◆ **WORK TO COMPLETE**:
Word by word and line by line, write out all of the records.

◆ **MATERIAL FOR THE TASK**:
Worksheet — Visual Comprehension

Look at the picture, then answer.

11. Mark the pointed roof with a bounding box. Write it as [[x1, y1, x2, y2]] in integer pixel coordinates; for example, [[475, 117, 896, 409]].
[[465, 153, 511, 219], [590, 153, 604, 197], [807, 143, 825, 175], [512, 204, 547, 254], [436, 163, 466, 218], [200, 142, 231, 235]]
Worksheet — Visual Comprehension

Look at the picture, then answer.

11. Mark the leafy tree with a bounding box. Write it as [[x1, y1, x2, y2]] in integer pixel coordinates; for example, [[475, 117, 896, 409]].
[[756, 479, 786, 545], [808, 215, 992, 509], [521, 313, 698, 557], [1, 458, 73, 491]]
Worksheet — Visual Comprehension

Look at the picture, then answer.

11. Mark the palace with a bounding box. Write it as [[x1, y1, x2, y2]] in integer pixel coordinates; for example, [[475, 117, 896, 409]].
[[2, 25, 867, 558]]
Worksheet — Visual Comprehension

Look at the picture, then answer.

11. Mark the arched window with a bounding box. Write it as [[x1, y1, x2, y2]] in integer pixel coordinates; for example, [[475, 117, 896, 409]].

◆ **TASK OUTPUT**:
Worksheet — Visual Comprehension

Look at the picture, then answer.

11. Mark the pointed roof with a bounding box. Write it as [[x1, y1, x2, y2]] in integer pixel coordinates; for example, [[475, 117, 896, 409]].
[[465, 153, 511, 219], [590, 153, 604, 197], [807, 143, 825, 175], [512, 204, 547, 254], [436, 163, 466, 218], [200, 142, 231, 235]]
Worksheet — Visual Comprehension

Look at the picture, then answer.

11. Mark the leafy tree with a bounding box. Write it as [[x1, y1, x2, y2]] in integer pixel coordinates; for example, [[475, 117, 896, 409]].
[[756, 479, 786, 545], [808, 215, 992, 509], [521, 313, 698, 557], [1, 458, 73, 491]]
Worksheet — Visual Comprehension

Look at the picture, then answer.

11. Mark the palace with a bounding box. Write it as [[x1, y1, x2, y2]] in integer pixel coordinates; for example, [[475, 117, 896, 409]].
[[2, 25, 867, 558]]
Worksheet — Visual Comprehension

Look at the picture, then answer.

11. Mark the arched window with a bounding box. Write it as [[x1, y1, x2, y2]] in integer pixel coordinates; for example, [[475, 117, 896, 409]].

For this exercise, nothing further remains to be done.